**Source extract**
▼

Deposits are one of the Company's primary sources of funds.  At June 30, 2021,
the Company had the following deposit mix: 26.9% in savings and MMDA deposits,
3.3% in time deposits, 25.1% in interest-bearing transaction deposits and 44.7%
in non-interest-bearing transaction deposits. At December 31, 2020, the Company
had the following deposit mix: 26.1% in savings and MMDA deposits, 3.8% in time
deposits, 26.4% in interest-bearing transaction deposits and 43.7% in
non-interest-bearing transaction deposits. Non-interest-bearing transaction
deposits increase the Company's net interest income by lowering its cost of
funds.

The Company obtains deposits primarily from the communities it serves. The
Company believes that no material portion of its deposits has been obtained from
or is dependent on any one person or industry.  The Company accepts deposits in
excess of $250,000 from customers.

Maturities of time certificates of deposits of over $250,000 outstanding at June 30, 2021 and December 31, 2020 are summarized as follows:



                                          (in thousands)
                               June 30, 2021       December 31, 2020
Three months or less          $         4,762     $             5,110
Over three to twelve months             3,910                   5,877
Over twelve months                      5,760                   3,656
Total                         $        14,432     $            14,643


Liquidity and Capital Resources



In order to serve our market area and comply with banking regulations, the
Company must maintain adequate liquidity and adequate capital. Liquidity is
measured by various ratios, in management's opinion, the most common being the
ratio of net loans to deposits (including loans held-for-sale). This ratio was
52.6% on June 30, 2021. In addition, on June 30, 2021, the Company had the
following short-term investments (based on remaining maturity and/or next
repricing date): $14,744,000 in securities due within one year or less; and
$123,383,000 in securities due in one to five years.

To meet unanticipated funding requirements, the Company maintains short-term
unsecured lines of credit with other banks which totaled $122,000,000 at June
30, 2021. Additionally, the Company has a line of credit with the FHLB, with a
remaining borrowing capacity at June 30, 2021 of $285,452,000; credit
availability is subject to certain collateral requirements.

The Company's primary source of liquidity on a stand-alone basis is dividends from the Bank. Dividends from the Bank are subject to regulatory restrictions.

▲

**What is expected**
Extract the part of the deposits and liquidity text between "The Company obtains" and "(in thousands)", inclusive, copying it word for word.

**Records shown**

▼

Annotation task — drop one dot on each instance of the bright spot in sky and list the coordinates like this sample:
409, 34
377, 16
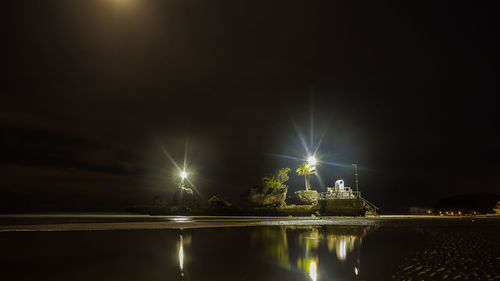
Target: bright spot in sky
311, 160
312, 270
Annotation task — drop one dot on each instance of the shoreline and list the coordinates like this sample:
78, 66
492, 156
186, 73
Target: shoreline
194, 222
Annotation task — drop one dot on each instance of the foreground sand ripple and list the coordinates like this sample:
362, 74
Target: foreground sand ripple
467, 254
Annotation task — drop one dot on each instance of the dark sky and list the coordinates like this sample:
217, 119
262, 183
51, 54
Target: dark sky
93, 90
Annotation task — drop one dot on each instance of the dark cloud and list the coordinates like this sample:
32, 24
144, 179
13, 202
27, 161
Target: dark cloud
96, 89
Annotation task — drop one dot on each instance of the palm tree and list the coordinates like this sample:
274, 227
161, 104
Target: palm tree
305, 170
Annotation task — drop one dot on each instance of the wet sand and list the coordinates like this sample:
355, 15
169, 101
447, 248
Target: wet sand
95, 222
396, 247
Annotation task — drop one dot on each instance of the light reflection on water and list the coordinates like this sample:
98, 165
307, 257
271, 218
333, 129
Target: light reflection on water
314, 250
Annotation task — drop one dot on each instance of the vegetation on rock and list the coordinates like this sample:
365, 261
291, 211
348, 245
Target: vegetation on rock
217, 201
272, 190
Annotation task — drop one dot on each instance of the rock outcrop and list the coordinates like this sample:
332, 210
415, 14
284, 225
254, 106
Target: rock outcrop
273, 197
308, 197
217, 201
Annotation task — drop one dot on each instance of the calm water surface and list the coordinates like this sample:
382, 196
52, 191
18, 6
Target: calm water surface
380, 251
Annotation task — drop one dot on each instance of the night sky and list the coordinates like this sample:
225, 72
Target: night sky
94, 92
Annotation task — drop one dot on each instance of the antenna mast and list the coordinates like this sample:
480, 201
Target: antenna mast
356, 176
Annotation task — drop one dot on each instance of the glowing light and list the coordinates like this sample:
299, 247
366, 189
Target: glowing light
341, 249
312, 270
311, 160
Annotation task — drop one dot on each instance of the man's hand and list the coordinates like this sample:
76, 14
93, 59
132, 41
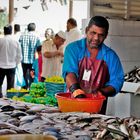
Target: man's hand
78, 93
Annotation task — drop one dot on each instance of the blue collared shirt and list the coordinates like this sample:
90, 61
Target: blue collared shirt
75, 51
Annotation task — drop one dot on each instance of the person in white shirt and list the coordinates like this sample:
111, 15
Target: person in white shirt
10, 57
72, 33
52, 55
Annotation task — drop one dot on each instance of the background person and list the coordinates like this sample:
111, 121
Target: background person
29, 42
52, 55
72, 32
10, 57
92, 67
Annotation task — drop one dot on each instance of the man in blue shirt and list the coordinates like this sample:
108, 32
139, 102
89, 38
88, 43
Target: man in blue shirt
29, 42
92, 67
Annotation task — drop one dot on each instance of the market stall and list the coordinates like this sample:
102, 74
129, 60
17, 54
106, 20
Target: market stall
18, 117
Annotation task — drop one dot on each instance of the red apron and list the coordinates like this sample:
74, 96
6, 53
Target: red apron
98, 77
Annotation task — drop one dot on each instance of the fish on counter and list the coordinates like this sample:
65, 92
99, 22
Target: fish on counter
25, 118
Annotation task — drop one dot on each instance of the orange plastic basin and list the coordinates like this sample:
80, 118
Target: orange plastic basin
91, 103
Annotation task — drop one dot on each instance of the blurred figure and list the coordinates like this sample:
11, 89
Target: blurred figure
17, 32
10, 57
72, 33
52, 55
37, 66
29, 42
19, 79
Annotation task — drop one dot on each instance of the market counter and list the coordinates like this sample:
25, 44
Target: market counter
26, 118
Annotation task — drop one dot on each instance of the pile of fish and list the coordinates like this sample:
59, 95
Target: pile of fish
133, 75
26, 118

▲

**Problem solution**
The Company obtains deposits primarily from the communities it serves. The
Company believes that no material portion of its deposits has been obtained from
or is dependent on any one person or industry.  The Company accepts deposits in
excess of $250,000 from customers.

Maturities of time certificates of deposits of over $250,000 outstanding at June 30, 2021 and December 31, 2020 are summarized as follows:



                                          (in thousands)